> _Problem 1_: In the article on drip acclimating shrimp, how long should newcomers be quarantined if the main tank already holds shrimp or fish?
> _Problem 2_: Continue the article on drip acclimating shrimp from its last sentence.

> _Text passage_:
········
Drip Acclimating Your New Shrimps

Drip acclimation for your new shrimps - written by Ros Shackleton

Why is it necessary?

Hopefully this article will encourage the move completely away from just floating bags in the recipient tank for half an hour to match temperatures to the more shrimp-safe method of drip-acclimation.

Shrimp become acclimatised to their water parameters and changing these parameters suddenly can lead to death. Many people think acclimating shrimp (and even fish) just means floating the bag in the receiving tank for the temps to equalise or matching pH which is actually nowhere near as important as TDS and temperature although generally speaking it is safer for the shrimp to go into slightly higher TDS and slightly cooler temp than the other way round. 

You can measure the TDS by using a TDS pen. You’ll need to research what your particular breed of shrimp require in terms of GH/KH, TDS, pH and temperature and try to match it as near as possible in the tank you’ll be eventually placing the shrimp. Ideally this should match with the tank the shrimp are coming from so you could get those details from the person you are getting the shrimp from. Try match as far as possible your main tank or quarantine tank with these however it is not always possible (sometimes what the seller says they are in and what they actually arrive in is quite different) which makes drip-acclimation even more important. If you already have shrimp or fish in the main tank it is good practice to quarantine any newcomers for 2-3 weeks in case they have infections or are infested with parasites.

Equipment needed

TDS 3 pen if possible or simple TDS pen and thermometer

Small container at least 4 times the volume of shrimp transport water,

Air-line,

2 clips to hold air-line in place both ends (plastic clothes pegs work just as well as long as they don’t occlude the line. Sellotape can be used at a push if clips/pegs not available)

Air-line valve (or modify flow using loose knots or a roller-clamp if you have one)

Top-up water matched to the donating tank for when that level goes down,

Thick towel for covering the shrimp container to reduce light and minimise stress  

Fish-net – this is the one time a net is preferable to a glass shrimp catcher as you don’t want to transfer any transport water into the receiving tank once the shrimp are fully acclimatised.

Method

Gently release the shrimp into the small container with their transport water and discard the transport bag. Place the container lower than the donating tank to allow syphoning to occur. If there was moss or netting transported with the shrimp, put that in the container too so that they feel they have somewhere to hide and something to cling to. If not add some of your own.

Test the TDS and temp of both the shrimp container and donating tank. If they are relatively close i.e. within 100ppm it should take about an hour or so – if they aren’t closely matched then it will and should take quite a few hours. So make sure that no children or pets (or nosy adults!) can disturb the process.
········
> _Input data_:

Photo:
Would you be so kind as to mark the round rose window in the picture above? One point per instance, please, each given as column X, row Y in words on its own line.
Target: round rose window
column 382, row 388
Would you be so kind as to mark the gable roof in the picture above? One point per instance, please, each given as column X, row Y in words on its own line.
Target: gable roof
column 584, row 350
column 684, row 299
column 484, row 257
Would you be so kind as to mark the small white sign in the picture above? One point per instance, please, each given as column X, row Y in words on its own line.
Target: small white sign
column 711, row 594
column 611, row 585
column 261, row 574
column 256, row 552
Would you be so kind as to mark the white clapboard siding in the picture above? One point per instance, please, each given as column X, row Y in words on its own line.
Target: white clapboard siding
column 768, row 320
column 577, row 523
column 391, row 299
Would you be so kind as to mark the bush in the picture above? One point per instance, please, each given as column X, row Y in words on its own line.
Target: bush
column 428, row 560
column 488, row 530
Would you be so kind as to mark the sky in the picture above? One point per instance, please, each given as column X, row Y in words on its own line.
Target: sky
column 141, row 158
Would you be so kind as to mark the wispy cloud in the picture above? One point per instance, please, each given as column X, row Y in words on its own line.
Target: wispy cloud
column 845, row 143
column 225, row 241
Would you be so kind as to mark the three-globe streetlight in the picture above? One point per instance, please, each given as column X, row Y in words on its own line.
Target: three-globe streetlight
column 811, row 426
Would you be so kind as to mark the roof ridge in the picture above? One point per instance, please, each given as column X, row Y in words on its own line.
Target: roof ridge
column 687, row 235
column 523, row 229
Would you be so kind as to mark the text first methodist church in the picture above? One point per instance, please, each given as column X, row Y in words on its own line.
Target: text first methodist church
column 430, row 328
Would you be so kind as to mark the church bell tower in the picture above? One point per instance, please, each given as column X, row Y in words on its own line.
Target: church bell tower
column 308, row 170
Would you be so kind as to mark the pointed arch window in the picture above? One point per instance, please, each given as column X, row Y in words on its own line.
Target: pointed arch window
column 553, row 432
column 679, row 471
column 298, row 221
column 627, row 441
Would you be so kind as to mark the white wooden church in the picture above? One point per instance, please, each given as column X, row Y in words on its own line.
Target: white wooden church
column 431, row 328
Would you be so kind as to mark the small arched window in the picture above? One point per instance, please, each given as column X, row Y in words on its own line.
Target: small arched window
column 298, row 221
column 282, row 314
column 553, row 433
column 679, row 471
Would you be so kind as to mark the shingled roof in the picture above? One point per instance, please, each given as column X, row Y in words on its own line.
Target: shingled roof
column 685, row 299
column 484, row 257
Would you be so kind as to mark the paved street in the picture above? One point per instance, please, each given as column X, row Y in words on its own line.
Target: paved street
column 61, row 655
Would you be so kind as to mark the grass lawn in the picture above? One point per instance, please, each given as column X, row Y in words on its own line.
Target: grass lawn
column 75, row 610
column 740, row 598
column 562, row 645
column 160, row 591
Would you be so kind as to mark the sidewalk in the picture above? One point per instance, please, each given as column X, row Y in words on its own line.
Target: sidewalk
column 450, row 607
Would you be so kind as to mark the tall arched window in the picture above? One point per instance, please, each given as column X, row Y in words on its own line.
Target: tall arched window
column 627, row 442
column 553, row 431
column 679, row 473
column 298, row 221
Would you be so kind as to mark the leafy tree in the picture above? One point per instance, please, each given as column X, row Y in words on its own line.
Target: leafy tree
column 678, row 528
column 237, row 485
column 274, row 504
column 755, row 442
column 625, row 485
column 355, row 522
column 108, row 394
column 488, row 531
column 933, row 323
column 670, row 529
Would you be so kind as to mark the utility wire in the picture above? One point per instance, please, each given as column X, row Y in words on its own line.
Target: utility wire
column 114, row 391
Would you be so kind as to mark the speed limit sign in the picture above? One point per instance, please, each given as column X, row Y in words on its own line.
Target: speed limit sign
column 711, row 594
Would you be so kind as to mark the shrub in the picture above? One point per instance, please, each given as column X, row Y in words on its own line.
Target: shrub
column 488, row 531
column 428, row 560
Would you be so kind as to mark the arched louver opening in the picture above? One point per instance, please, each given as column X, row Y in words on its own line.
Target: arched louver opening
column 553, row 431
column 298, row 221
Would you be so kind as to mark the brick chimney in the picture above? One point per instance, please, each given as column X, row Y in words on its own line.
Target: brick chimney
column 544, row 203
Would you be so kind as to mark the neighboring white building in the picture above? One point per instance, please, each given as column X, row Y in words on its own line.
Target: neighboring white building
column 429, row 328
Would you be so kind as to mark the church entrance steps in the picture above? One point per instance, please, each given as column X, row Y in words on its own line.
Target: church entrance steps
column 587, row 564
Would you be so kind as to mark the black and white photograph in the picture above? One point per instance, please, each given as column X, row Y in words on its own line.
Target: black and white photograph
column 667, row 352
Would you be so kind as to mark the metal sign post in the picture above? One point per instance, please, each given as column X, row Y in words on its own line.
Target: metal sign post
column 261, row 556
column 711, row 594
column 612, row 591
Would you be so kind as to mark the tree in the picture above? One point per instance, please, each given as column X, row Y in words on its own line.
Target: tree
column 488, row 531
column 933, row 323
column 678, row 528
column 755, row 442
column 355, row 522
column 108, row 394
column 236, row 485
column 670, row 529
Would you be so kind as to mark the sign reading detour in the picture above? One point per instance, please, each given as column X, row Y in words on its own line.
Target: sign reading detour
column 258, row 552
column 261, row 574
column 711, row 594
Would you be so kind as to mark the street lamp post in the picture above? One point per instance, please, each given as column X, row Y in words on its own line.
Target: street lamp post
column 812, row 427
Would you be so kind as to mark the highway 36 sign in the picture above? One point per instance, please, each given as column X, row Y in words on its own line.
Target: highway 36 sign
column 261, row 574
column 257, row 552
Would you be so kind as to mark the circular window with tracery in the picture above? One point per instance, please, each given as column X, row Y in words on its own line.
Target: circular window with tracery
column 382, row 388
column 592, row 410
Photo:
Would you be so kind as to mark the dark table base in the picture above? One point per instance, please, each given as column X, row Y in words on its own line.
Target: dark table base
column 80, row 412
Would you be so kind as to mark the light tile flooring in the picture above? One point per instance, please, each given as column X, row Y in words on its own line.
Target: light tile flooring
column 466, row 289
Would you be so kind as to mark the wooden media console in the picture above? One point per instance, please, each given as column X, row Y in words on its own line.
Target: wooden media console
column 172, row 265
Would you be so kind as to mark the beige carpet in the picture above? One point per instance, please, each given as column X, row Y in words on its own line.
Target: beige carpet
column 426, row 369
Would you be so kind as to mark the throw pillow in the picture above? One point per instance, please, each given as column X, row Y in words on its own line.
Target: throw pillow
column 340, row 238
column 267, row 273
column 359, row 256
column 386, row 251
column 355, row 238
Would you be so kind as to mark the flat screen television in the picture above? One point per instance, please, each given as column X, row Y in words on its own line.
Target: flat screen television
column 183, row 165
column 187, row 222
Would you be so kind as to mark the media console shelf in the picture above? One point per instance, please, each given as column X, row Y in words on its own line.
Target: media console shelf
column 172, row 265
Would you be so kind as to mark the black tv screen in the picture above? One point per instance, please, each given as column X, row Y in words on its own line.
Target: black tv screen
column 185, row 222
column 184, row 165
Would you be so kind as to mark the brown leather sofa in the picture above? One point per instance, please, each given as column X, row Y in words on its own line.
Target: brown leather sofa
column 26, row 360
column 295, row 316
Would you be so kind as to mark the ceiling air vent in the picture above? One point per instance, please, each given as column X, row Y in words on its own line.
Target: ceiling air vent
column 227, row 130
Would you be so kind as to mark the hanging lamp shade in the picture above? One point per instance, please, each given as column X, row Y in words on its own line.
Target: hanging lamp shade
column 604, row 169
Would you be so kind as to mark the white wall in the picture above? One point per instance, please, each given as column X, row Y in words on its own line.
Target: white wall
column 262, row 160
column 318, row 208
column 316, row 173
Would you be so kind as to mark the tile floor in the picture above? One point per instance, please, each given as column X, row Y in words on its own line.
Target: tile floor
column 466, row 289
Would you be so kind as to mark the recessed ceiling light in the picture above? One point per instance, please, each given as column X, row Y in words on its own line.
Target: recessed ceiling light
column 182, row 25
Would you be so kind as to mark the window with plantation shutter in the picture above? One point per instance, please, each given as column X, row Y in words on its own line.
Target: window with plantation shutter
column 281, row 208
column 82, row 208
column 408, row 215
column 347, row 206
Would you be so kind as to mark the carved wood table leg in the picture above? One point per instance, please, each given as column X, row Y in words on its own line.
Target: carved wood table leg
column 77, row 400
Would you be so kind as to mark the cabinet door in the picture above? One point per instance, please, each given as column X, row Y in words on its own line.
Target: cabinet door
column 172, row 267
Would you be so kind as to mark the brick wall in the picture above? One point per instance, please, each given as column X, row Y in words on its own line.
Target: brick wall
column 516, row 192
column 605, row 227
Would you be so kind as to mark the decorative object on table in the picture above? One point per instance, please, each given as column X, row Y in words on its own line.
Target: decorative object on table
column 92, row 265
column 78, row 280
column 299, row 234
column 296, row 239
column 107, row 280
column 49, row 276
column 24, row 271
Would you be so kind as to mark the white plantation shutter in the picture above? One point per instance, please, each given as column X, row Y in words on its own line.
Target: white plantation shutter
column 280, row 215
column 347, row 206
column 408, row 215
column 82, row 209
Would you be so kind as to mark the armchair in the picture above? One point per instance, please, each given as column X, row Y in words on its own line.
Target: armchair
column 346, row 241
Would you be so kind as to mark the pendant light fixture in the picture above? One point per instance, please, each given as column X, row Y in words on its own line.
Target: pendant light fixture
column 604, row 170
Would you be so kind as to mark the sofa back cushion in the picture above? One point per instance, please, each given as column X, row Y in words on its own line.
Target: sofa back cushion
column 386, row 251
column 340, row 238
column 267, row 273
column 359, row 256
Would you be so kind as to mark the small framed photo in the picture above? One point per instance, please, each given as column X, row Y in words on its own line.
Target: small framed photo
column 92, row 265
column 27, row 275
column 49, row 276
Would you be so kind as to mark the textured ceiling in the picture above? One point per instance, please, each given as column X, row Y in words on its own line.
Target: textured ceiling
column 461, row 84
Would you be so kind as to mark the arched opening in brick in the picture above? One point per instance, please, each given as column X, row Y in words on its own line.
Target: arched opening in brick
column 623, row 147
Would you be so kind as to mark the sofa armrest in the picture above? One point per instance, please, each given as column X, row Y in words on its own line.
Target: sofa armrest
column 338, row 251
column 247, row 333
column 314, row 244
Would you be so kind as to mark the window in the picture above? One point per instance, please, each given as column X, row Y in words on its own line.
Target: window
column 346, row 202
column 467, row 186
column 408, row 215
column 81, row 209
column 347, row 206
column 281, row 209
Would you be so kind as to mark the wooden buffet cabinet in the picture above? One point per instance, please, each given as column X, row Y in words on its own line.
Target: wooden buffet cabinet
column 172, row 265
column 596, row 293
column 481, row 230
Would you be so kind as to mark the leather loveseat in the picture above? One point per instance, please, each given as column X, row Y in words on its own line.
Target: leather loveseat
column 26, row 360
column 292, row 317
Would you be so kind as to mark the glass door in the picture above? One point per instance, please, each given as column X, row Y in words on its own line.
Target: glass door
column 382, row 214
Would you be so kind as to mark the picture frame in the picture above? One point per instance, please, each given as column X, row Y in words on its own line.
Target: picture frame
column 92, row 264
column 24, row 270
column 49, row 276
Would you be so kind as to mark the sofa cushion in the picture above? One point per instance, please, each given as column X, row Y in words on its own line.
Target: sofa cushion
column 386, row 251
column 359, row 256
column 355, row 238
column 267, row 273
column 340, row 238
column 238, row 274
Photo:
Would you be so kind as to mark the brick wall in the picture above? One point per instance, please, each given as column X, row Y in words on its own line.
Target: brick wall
········
> _Written response 1_: For 2-3 weeks.

> _Written response 2_:
Place one end of the air-line well down into the donating tank so that it always below the water level and secure into place. Get the syphoning going by whatever means you have – if it’s a clean piece of air-line you might wish to create a vacuum by mouth or use a suitably sized syringe to get the water moving. Adjust the flow to about 1 drop per second using loose knots, a line valve or roller clamp and once that is achieved, secure the now dripping air-line into the shrimp container preferably so the end of the air-line is under water to prevent splashing and stress. Reduce the room lighting if you can and cover the container with the towel to reduce the amount of light and stress.

Every 10-15 minutes for the first hour, test the shrimp container TDS and temp. After an hour you may have an idea how long the whole process will be. Be prepared for several hours depending on the original mismatch of parameters and don’t try to rush the process. Keep testing the TDS and temp every so often and when the TDS is within 100ppm you can increase the drop frequency to 2-3 drops per second. Make sure you top up the donating tank as you go along so that the process isn’t interrupted and the air-line is always under water. This will also make sure that the filter isn’t compromised by low water level.

If the shrimp container looks like it is getting full - remove no more than one third of the water and discard after checking there aren’t any shrimp in there. When the container TDS is within 10 ppm of the tank and the temps are less than 1° apart then the shrimp should be acclimatised to their new tank parameters and you can gently transfer only the shrimp by net into their new home after turning the tank lights out. Always double check the net to make sure there aren’t any trapped in the netting. Do not feed until the next day. If they are going into a quarantine tank you will have to repeat the process at the end of the quarantine period when transferring to the main tank, but it probably won’t take as long as they should be closely matched anyway.